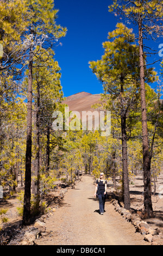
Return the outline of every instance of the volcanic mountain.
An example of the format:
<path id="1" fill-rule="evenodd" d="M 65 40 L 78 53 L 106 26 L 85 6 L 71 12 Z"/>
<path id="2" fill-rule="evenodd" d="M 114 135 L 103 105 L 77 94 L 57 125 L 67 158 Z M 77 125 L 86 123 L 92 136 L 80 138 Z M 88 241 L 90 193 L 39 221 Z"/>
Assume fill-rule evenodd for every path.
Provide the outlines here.
<path id="1" fill-rule="evenodd" d="M 91 106 L 99 102 L 101 94 L 91 94 L 82 92 L 66 97 L 64 103 L 67 105 L 70 111 L 92 111 Z"/>
<path id="2" fill-rule="evenodd" d="M 99 115 L 95 115 L 92 105 L 100 102 L 101 94 L 91 94 L 91 93 L 82 92 L 66 97 L 63 103 L 69 107 L 70 111 L 78 111 L 82 120 L 92 120 L 92 126 L 95 127 L 95 121 L 99 120 Z M 85 121 L 83 121 L 83 124 Z M 85 124 L 84 124 L 85 125 Z"/>

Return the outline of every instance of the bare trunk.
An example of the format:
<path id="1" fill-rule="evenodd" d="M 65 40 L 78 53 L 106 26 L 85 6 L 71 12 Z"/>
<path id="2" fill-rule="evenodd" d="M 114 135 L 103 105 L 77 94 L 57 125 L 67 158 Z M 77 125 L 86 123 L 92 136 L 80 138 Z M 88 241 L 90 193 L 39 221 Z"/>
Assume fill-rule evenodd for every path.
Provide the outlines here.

**WHAT TO WORK ON**.
Arrange the records above as a Markdown table with two columns, Index and Entry, giving each nonblank line its own numbered row. Omit blank lines and leave the pictures out of the answer.

**EXPECTED ANSWER**.
| Index | Entry |
|---|---|
| 1 | Return the outline of every instance of the volcanic mountain. |
| 2 | An example of the format: |
| 3 | <path id="1" fill-rule="evenodd" d="M 65 40 L 78 53 L 106 26 L 85 6 L 71 12 Z"/> |
| 4 | <path id="2" fill-rule="evenodd" d="M 114 135 L 103 105 L 77 94 L 57 125 L 67 158 Z M 77 125 L 86 123 L 92 136 L 80 138 Z M 88 241 L 90 193 L 39 221 Z"/> |
| 5 | Assume fill-rule evenodd for every path. |
| 6 | Provide the outlines here. |
| 7 | <path id="1" fill-rule="evenodd" d="M 91 106 L 99 102 L 101 94 L 91 94 L 82 92 L 66 97 L 64 103 L 67 105 L 70 111 L 92 111 Z"/> |
| 8 | <path id="2" fill-rule="evenodd" d="M 99 115 L 95 115 L 92 105 L 100 102 L 101 94 L 91 94 L 91 93 L 82 92 L 66 97 L 63 103 L 69 107 L 70 111 L 78 111 L 82 120 L 92 120 L 92 126 L 95 127 L 95 121 L 99 120 Z M 85 121 L 83 121 L 83 124 Z M 85 124 L 84 124 L 85 125 Z"/> |
| 9 | Return the outline of every instance of the bare trunk. |
| 10 | An example of the format: |
| 11 | <path id="1" fill-rule="evenodd" d="M 65 40 L 78 53 L 106 26 L 85 6 L 71 12 Z"/> |
| 12 | <path id="2" fill-rule="evenodd" d="M 114 135 L 103 105 L 77 94 L 57 125 L 67 158 Z M 77 125 L 86 123 L 92 136 L 80 138 Z M 88 241 L 90 193 L 39 221 Z"/> |
| 13 | Assume fill-rule evenodd for every path. |
| 14 | Provide the outlines here. |